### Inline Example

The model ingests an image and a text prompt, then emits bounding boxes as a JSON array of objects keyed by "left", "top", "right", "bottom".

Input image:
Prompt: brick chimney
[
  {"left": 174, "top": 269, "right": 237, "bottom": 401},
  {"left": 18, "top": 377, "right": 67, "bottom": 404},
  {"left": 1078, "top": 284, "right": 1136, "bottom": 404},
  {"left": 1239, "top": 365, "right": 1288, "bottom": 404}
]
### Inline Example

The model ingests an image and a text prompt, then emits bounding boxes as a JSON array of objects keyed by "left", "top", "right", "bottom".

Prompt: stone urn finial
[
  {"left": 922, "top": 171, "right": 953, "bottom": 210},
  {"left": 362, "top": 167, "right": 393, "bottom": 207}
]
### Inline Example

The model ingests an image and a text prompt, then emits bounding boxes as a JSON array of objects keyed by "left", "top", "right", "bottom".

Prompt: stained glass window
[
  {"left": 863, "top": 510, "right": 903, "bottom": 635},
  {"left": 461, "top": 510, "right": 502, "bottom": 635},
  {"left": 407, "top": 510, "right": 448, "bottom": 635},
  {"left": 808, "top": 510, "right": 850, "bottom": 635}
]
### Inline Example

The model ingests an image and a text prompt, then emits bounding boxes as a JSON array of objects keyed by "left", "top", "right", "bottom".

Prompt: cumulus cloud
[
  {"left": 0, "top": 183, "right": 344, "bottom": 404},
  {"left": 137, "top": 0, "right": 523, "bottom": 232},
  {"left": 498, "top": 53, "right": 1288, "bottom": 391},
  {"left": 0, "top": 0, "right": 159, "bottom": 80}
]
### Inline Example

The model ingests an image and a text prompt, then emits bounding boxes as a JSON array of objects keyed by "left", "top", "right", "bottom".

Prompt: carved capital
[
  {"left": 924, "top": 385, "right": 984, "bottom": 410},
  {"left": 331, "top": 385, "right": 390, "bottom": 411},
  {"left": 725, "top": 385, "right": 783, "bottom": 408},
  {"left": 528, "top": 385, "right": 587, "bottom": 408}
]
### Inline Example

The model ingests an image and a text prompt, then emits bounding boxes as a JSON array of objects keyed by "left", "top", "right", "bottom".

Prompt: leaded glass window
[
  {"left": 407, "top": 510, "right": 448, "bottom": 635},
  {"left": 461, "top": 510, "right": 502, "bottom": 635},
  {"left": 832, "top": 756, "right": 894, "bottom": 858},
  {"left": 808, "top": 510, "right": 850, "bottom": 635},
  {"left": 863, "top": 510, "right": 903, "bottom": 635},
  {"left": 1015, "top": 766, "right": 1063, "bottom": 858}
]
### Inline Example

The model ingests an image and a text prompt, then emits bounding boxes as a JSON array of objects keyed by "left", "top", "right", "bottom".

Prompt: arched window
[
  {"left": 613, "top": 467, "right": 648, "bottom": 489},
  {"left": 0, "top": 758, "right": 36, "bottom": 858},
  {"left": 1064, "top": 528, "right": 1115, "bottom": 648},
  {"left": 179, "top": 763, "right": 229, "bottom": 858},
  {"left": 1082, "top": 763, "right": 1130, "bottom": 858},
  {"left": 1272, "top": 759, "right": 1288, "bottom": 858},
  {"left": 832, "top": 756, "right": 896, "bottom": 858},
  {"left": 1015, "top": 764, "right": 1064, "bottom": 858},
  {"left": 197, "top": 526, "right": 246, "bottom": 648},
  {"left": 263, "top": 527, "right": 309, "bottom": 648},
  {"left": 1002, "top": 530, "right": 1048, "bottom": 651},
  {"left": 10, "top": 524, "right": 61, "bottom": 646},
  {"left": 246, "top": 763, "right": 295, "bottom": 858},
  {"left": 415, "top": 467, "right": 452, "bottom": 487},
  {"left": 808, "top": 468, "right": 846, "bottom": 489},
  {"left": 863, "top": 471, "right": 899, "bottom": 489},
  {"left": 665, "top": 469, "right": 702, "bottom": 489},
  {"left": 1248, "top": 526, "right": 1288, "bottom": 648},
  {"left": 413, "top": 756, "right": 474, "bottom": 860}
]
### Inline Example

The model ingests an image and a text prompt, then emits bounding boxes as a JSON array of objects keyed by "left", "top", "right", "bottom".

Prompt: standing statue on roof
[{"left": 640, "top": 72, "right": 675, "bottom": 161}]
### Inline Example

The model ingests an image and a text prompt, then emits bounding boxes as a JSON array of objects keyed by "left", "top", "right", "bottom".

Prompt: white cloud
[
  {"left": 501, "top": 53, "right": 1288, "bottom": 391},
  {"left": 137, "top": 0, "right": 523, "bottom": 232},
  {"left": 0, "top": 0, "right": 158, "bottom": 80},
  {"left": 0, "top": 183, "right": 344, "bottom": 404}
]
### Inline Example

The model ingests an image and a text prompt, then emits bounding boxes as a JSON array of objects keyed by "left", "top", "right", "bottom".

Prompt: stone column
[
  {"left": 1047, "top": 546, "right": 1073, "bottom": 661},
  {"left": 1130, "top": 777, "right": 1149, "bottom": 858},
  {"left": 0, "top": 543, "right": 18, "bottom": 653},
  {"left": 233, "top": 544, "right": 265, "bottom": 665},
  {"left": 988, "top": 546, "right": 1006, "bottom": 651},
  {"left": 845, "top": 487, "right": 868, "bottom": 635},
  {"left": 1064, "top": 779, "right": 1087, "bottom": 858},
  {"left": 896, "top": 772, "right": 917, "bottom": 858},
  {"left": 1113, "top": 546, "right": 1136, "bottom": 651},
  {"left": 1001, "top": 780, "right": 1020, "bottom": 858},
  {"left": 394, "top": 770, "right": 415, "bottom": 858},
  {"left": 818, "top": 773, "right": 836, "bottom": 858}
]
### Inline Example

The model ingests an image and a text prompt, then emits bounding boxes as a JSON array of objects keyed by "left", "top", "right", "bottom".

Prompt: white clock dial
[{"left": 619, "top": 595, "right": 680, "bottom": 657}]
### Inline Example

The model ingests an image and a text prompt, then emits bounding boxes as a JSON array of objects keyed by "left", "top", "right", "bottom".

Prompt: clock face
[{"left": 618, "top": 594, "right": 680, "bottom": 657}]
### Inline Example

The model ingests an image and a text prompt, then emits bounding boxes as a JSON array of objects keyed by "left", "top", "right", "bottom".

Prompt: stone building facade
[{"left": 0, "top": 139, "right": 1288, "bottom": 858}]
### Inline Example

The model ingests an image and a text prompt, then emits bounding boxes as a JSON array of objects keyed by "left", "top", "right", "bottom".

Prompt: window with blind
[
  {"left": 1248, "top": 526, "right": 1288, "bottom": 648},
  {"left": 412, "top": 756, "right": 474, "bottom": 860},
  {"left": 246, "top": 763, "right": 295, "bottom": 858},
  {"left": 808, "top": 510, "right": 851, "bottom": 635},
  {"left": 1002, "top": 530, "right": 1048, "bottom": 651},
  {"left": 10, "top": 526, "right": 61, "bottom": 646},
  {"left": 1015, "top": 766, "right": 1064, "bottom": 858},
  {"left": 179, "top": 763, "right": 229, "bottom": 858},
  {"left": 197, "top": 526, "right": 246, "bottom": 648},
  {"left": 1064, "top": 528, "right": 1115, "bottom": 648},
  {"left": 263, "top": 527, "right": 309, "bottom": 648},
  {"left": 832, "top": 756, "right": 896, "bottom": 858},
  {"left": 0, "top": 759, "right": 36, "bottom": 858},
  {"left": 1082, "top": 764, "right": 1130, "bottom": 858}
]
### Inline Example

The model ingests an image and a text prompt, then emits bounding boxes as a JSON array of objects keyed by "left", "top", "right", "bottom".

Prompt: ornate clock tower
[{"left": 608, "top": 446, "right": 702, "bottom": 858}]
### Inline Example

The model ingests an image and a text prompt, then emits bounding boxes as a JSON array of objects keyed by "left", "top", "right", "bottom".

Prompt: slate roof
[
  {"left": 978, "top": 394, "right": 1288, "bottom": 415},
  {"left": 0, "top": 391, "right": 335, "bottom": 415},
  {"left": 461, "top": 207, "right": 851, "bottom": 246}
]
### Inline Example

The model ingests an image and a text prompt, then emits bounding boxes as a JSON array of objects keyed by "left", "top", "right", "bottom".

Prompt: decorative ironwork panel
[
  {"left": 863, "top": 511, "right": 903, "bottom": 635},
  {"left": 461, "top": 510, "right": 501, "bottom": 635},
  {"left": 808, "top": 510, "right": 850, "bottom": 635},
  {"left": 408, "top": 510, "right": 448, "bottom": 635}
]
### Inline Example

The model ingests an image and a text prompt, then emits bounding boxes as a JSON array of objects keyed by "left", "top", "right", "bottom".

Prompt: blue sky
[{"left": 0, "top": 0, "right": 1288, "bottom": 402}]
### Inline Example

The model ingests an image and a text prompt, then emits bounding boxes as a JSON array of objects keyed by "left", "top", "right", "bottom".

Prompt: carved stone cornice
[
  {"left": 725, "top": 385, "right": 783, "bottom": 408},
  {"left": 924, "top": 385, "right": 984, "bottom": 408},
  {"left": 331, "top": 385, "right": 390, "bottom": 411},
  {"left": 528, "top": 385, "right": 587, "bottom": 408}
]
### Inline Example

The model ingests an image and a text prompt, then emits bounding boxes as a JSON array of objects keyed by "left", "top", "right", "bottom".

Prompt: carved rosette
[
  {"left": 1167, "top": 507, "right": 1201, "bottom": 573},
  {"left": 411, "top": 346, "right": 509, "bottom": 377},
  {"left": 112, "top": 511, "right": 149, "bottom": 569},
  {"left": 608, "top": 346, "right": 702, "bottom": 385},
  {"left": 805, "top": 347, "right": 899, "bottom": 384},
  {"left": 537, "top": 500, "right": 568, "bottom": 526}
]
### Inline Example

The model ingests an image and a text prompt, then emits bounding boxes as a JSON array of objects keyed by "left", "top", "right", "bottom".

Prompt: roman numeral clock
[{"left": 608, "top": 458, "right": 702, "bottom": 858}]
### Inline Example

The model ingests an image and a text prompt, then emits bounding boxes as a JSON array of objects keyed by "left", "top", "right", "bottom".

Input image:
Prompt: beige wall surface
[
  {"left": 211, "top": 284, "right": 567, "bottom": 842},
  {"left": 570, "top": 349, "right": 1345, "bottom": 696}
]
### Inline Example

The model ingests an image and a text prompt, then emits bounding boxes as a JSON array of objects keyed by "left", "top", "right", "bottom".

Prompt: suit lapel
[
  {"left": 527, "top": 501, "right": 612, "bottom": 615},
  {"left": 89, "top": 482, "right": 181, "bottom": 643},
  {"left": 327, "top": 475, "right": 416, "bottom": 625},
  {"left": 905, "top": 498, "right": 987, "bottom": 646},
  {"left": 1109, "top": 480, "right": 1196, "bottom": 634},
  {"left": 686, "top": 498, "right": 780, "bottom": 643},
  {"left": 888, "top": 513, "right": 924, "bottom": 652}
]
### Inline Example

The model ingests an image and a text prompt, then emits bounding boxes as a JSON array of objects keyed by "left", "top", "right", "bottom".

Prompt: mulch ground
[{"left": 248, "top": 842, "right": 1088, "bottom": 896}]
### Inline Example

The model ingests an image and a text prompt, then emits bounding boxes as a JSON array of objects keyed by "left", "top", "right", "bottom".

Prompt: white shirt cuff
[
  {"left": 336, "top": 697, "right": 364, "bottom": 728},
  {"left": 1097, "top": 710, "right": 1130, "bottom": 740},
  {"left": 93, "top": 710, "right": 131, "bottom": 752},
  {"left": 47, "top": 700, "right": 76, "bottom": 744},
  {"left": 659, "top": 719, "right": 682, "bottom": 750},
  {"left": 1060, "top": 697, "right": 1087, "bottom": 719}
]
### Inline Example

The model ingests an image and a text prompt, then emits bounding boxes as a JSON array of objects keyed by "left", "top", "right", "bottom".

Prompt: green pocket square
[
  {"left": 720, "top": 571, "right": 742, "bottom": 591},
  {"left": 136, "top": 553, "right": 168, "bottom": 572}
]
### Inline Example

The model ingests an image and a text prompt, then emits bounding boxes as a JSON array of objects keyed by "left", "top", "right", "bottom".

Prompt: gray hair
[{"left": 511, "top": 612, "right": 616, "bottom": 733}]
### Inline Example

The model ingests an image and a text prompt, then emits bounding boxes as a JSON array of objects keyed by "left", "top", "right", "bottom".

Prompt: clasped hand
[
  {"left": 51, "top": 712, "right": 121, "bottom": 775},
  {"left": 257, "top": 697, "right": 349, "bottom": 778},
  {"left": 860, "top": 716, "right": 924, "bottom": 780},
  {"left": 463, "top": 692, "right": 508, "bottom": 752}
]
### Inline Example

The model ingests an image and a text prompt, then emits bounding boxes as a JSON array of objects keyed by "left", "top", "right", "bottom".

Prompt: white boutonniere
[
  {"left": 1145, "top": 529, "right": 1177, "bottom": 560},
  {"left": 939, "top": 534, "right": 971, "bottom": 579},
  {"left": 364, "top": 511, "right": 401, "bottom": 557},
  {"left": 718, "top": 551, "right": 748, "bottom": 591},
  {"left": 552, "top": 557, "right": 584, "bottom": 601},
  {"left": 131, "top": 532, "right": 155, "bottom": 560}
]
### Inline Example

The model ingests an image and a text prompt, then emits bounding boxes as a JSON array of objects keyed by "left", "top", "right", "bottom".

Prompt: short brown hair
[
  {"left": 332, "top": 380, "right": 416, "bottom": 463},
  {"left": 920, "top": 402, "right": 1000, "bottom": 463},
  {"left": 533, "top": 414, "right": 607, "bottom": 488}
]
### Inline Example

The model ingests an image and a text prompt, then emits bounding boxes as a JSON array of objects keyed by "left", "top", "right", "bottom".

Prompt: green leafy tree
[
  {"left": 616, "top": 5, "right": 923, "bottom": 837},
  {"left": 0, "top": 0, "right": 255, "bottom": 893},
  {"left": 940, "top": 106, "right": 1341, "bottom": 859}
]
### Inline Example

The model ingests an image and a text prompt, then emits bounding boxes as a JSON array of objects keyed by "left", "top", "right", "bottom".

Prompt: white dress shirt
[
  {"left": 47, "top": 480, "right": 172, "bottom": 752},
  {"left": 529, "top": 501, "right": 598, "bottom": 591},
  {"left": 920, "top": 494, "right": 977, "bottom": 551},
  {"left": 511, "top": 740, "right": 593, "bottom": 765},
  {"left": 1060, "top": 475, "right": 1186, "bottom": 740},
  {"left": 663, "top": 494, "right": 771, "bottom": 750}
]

TASK BRIEF: Pull out each line of the listing above that contains the string "shirt", counting only matches with the same capitalization.

TASK RESULT:
Prompt: white shirt cuff
Prompt: white dress shirt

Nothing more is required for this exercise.